**Items from a data source**
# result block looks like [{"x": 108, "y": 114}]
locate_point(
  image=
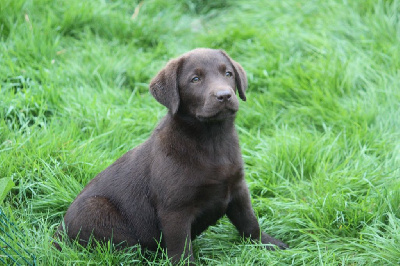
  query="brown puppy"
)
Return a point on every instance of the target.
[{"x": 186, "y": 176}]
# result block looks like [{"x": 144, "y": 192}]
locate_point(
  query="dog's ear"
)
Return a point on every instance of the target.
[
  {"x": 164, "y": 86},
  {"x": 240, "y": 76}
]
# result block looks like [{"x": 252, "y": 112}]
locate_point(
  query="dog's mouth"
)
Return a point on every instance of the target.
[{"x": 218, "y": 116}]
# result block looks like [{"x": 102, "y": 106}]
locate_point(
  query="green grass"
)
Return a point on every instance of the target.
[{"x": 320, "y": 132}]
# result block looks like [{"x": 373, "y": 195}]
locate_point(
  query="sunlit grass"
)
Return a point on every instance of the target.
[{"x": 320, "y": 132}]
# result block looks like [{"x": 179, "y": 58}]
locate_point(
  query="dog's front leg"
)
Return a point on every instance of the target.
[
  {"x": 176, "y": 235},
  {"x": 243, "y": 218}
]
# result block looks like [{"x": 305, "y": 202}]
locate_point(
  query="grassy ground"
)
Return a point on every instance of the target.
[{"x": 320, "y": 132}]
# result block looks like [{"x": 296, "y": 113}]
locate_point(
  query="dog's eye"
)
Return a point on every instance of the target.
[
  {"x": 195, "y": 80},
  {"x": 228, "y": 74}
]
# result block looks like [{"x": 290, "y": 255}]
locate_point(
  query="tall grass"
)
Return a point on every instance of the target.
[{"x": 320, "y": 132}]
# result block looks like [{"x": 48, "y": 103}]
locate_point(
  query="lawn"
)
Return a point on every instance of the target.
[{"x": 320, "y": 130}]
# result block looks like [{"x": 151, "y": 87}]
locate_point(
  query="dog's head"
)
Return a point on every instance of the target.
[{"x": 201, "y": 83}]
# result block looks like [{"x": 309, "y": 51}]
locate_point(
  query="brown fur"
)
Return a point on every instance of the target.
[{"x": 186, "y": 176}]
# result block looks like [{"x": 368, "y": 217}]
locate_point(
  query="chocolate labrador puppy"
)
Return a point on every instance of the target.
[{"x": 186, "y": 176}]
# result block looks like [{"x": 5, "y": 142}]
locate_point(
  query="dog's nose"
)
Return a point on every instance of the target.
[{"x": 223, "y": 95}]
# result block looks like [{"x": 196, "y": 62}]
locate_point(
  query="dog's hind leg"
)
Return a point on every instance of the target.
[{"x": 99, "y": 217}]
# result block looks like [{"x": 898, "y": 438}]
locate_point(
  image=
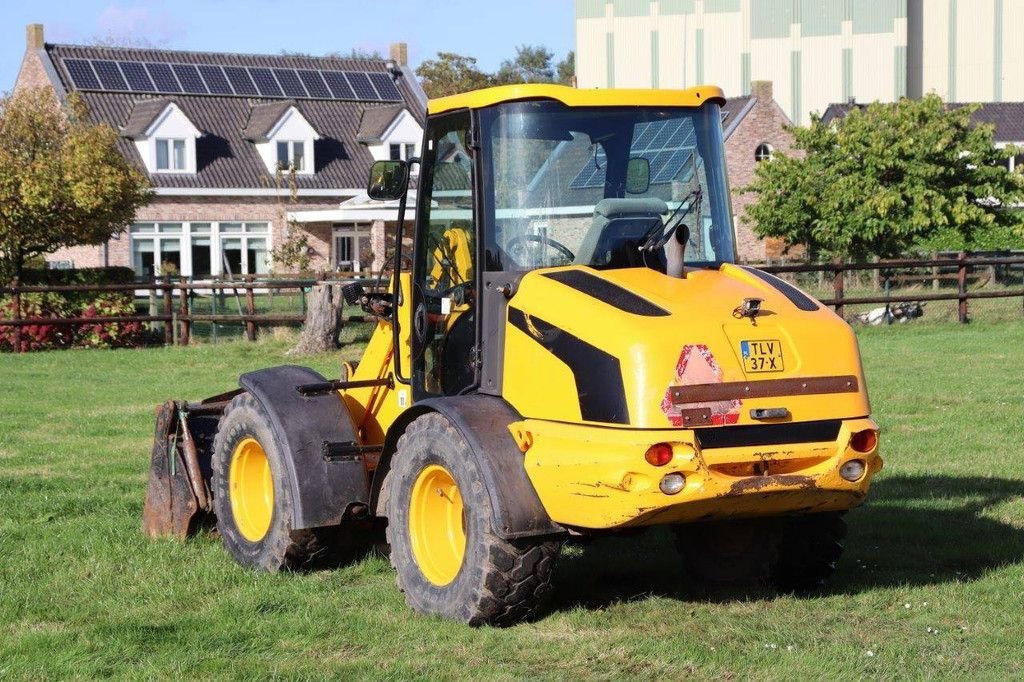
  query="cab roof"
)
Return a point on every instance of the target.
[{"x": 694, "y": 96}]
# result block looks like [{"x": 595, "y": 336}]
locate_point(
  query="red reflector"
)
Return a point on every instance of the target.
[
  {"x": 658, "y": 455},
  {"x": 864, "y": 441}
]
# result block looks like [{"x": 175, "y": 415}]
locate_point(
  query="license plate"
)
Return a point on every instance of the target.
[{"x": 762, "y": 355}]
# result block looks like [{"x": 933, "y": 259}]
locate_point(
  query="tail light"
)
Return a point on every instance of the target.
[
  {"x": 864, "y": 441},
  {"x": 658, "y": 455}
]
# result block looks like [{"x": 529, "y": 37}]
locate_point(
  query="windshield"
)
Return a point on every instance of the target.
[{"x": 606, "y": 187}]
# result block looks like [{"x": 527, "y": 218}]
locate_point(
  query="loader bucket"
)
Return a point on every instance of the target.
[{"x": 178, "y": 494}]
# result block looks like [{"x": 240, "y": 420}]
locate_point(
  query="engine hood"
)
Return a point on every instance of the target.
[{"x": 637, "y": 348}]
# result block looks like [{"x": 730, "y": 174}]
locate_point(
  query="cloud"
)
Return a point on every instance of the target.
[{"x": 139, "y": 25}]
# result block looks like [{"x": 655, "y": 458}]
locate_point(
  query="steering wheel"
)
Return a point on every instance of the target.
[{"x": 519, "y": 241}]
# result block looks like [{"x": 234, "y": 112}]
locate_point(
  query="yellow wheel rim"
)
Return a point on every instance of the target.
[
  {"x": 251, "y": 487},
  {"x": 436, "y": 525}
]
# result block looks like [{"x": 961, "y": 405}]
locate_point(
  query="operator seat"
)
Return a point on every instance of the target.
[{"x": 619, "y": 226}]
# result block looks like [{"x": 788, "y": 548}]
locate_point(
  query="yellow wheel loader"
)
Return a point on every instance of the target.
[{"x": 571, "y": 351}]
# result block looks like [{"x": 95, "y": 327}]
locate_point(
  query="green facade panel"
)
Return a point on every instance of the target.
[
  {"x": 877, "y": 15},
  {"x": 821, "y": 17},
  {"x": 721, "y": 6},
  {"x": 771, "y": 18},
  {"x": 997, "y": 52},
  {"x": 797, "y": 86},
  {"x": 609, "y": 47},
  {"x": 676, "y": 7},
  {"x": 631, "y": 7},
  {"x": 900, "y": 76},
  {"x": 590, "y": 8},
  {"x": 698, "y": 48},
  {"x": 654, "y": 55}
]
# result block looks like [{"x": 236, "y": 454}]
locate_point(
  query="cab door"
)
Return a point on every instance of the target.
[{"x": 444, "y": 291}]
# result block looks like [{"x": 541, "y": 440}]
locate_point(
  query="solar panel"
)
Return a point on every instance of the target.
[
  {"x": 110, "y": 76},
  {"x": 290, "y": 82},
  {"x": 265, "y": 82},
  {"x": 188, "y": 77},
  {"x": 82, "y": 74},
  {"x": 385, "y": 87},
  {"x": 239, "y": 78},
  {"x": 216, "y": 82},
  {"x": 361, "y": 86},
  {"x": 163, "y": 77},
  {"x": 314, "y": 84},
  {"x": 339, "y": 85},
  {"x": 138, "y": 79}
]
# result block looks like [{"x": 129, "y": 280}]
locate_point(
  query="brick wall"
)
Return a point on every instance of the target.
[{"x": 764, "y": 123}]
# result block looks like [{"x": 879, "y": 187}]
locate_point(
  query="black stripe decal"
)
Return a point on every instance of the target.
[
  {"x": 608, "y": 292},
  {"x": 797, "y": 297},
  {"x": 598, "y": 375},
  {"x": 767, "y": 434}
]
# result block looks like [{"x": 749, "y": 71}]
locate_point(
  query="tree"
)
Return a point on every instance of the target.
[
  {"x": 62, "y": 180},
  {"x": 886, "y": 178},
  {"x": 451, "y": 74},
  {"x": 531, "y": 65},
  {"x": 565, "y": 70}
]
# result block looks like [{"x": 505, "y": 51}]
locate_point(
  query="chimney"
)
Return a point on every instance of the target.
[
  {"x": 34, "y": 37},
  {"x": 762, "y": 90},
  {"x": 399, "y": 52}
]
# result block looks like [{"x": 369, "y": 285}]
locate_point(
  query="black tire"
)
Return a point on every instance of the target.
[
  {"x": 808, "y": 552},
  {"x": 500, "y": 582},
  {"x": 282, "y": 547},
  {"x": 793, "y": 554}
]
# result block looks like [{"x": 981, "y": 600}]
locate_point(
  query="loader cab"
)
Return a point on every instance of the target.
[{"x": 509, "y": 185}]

* * *

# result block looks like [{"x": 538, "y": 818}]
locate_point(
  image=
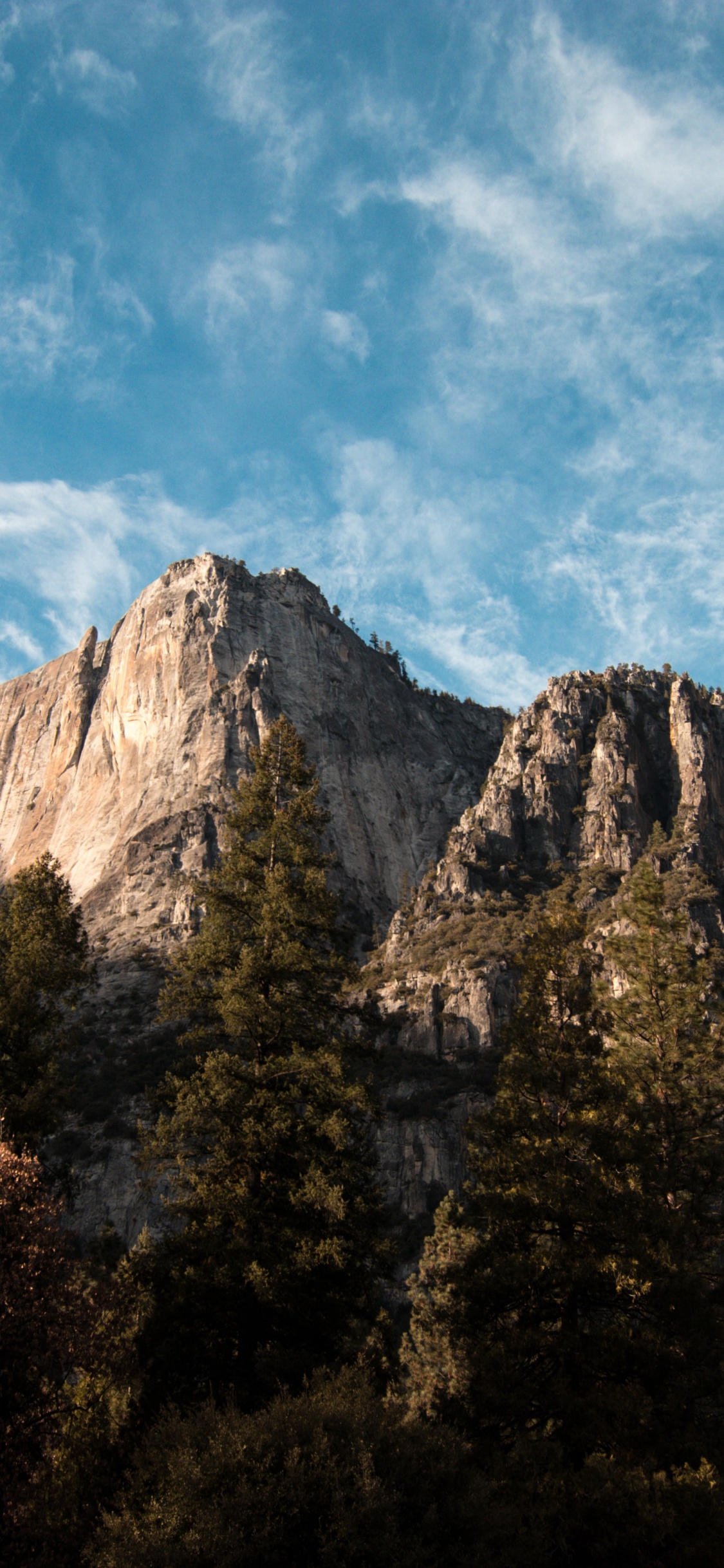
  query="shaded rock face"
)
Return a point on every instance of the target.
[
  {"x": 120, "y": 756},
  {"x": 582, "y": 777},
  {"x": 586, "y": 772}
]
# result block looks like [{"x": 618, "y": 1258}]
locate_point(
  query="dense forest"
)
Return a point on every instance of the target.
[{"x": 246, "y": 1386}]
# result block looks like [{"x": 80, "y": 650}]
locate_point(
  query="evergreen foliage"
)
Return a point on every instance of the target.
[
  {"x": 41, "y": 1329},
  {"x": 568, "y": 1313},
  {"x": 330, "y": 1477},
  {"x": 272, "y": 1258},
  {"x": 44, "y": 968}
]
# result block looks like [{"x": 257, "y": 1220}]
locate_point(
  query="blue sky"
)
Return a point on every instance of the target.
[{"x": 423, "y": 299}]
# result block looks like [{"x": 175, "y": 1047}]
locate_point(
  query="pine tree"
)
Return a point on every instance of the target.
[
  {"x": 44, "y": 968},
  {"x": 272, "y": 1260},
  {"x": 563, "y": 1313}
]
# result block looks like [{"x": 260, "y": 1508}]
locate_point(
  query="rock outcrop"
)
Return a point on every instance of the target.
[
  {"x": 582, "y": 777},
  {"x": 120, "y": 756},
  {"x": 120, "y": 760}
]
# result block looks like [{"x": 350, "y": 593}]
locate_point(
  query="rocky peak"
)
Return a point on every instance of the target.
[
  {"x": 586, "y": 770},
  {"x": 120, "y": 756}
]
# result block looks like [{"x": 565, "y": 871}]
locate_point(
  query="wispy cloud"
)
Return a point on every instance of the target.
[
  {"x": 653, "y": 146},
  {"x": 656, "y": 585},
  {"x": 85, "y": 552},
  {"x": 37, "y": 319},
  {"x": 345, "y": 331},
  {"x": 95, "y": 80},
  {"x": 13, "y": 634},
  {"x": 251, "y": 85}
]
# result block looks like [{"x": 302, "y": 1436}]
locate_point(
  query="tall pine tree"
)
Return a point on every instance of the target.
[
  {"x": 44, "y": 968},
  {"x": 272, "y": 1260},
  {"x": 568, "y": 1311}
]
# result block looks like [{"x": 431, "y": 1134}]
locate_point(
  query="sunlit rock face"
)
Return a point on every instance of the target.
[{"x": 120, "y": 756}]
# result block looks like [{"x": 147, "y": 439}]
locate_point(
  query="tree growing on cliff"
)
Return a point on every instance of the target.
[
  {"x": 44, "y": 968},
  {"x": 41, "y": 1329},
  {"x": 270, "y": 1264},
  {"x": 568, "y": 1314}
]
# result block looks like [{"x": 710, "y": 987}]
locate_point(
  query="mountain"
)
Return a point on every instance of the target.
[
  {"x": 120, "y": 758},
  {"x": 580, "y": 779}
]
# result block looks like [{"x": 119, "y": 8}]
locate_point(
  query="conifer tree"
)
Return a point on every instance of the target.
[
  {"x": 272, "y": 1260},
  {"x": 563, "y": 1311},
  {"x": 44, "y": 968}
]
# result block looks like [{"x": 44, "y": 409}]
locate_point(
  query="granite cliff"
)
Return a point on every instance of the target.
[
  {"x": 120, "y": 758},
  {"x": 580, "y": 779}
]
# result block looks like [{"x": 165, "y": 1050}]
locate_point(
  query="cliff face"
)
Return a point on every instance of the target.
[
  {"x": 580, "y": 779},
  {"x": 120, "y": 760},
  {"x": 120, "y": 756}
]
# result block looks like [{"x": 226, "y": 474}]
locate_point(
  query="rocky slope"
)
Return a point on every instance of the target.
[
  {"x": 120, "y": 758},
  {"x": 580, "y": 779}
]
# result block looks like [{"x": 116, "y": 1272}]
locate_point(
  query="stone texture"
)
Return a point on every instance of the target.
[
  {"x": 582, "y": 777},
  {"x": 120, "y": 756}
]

--

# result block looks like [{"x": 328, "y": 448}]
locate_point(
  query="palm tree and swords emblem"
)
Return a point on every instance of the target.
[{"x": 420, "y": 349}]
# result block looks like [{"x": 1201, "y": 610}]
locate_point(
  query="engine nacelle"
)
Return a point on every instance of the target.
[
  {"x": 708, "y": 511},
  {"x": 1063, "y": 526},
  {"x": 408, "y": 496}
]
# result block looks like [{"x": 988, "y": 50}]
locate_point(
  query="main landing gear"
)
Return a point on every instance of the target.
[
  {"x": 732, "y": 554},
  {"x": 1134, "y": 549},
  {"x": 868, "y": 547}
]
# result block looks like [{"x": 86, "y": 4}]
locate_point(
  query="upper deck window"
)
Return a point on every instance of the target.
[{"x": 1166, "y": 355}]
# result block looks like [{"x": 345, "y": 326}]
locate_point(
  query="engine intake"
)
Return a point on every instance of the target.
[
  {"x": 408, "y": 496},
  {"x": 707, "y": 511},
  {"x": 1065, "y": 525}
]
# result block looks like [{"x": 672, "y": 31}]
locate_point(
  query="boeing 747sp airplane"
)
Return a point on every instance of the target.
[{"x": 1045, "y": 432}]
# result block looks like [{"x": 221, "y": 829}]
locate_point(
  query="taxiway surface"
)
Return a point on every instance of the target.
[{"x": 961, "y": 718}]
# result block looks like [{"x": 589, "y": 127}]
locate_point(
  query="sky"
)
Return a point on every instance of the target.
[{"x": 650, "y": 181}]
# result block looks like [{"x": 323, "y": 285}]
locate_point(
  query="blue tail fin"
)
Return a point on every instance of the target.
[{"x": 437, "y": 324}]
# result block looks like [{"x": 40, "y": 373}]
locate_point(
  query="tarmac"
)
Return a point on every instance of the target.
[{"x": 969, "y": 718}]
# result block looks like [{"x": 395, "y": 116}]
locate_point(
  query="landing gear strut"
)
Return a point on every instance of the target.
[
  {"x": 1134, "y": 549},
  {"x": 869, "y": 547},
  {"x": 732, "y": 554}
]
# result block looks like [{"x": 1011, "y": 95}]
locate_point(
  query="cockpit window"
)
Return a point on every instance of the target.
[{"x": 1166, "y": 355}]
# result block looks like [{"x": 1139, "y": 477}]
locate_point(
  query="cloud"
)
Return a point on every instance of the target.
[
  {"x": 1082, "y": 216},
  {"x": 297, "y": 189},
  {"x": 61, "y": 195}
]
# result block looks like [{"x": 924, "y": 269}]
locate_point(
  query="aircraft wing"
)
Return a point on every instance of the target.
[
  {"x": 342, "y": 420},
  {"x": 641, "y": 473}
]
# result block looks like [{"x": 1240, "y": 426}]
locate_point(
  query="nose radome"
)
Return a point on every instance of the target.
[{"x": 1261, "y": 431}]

**Your task**
After identifying the lines above that contain "black", copy each one.

**Response to the task**
  query="black stripe decal"
  query="black tire"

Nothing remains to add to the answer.